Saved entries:
● ● ● ●

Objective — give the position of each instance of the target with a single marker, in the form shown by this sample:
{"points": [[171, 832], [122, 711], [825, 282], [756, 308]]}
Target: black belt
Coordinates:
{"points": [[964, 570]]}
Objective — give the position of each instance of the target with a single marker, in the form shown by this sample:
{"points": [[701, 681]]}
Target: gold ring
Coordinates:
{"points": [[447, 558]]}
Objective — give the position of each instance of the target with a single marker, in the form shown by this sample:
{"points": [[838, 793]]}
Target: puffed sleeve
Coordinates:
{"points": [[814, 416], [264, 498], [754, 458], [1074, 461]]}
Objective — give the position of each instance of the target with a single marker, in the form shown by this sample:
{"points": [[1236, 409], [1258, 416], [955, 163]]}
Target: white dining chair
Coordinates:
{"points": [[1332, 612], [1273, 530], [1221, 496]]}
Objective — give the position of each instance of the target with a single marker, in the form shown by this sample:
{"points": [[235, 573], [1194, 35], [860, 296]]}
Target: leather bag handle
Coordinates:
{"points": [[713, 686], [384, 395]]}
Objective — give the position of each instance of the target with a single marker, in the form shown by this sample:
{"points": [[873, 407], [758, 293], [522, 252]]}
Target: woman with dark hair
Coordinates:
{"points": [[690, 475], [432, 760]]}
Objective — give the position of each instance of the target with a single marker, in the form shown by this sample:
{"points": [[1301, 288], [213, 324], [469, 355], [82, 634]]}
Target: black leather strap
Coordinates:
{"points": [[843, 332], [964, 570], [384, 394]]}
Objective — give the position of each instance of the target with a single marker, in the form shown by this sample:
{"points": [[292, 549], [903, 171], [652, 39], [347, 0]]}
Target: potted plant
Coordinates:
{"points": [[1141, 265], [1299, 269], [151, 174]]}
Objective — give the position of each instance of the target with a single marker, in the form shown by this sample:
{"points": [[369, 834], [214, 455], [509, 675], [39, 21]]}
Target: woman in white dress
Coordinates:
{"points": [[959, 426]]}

● ● ● ●

◆ **YOUR OBJECTIVE**: Look through the entries for the string "leather". Every line that has it belongs in the answer.

◆ **ANSWER AREA**:
Target: leather bag handle
Target: black leather strap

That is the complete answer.